- Extract
December 20th, 2017
The Globe and Mail
December 13, 2017
This week, the Senate will vote on Bill C-25. The bill proposes to reform the process for electing directors of distributing corporations and co-operatives and modernize communications between corporations and their shareholders. It also requires distributing corporations to provide shareholders, at annual general meetings, information about diversity among directors and senior management.
The goal of the legislation is to increase diversity among corporate boards and among their executive ranks. The intent of the legislation is right. We need more diversity. But the measures proposed are not enough.
Three years ago, the Canadian Securities Administrators adopted a "comply or explain" model that is specific to the representation of women on boards and applies to most publicly traded companies in Canada. Bill C-25 emulates this approach.
Results have been disappointing: Only 14 per cent of board seats are now occupied by women, a meagre three-percentage-point progress from 11 per cent in 2015. Regarding senior management, only 15 per cent of positions are filled by women, a proportion that has not progressed at all since 2015.
Women are better represented on boards and in senior executive positions at larger firms. But even in FP500 companies, other groups are unacceptably underrepresented. Only 1.1 per cent of board members are Indigenous, 3.2 per cent are persons with a disability and 4.3 per cent are members of a visible minority.
Why would an approach that has yielded so few advances in recent years work better in the future? The government is asking Canadians to be patient, but shouldn't we request an improved approach? We strongly believe we should.

[Segmentation mask data]
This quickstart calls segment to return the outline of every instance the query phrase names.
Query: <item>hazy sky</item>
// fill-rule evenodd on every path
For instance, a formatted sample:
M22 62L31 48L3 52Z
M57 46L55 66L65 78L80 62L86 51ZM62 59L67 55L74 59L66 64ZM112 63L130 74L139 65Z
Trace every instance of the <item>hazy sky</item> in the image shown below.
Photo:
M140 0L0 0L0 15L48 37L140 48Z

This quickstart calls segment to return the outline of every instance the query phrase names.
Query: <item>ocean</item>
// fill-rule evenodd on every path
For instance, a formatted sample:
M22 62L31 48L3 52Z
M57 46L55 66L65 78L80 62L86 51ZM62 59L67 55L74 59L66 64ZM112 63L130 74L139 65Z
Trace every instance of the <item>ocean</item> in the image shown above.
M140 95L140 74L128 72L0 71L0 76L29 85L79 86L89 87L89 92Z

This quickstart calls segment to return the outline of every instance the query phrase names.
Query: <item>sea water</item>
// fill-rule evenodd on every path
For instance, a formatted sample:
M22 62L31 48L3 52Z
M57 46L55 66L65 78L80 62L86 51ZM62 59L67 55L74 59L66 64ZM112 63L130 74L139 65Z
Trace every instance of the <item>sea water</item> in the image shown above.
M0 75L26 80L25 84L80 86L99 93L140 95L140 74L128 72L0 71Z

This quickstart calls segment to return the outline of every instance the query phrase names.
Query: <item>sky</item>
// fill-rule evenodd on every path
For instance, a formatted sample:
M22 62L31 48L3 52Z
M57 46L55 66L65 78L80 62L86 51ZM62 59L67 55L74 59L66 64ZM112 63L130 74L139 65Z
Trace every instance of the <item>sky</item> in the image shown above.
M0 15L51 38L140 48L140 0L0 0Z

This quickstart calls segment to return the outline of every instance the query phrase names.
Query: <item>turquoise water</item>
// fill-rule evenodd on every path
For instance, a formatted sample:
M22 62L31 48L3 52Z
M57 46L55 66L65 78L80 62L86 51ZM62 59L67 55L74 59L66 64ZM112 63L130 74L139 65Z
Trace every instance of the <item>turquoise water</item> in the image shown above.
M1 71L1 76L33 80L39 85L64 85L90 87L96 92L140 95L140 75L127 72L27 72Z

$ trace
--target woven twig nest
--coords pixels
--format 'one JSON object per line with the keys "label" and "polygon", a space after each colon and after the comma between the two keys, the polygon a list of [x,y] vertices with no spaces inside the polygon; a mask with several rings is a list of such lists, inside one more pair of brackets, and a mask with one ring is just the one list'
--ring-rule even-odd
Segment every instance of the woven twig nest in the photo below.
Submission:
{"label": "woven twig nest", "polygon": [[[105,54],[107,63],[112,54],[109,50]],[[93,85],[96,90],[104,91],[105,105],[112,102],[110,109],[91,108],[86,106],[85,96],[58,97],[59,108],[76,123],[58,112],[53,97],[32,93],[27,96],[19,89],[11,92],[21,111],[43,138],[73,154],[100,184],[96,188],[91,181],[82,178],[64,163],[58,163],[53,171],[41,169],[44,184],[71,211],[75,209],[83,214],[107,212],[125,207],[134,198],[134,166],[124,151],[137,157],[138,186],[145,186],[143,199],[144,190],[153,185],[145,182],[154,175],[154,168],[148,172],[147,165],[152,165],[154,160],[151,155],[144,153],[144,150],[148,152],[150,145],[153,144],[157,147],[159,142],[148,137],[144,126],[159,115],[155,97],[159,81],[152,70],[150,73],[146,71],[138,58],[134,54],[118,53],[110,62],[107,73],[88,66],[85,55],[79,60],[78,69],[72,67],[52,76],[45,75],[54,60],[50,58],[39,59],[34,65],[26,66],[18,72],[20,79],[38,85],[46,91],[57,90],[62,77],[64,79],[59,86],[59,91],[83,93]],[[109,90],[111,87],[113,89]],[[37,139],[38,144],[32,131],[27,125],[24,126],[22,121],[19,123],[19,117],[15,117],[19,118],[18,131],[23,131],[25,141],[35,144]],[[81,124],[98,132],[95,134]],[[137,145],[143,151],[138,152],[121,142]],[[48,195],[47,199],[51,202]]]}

- Task
According to the article on Bill C-25, what share of board seats is now held by women? The entries have nothing to do with what is asked here.

- Final answer
14 percent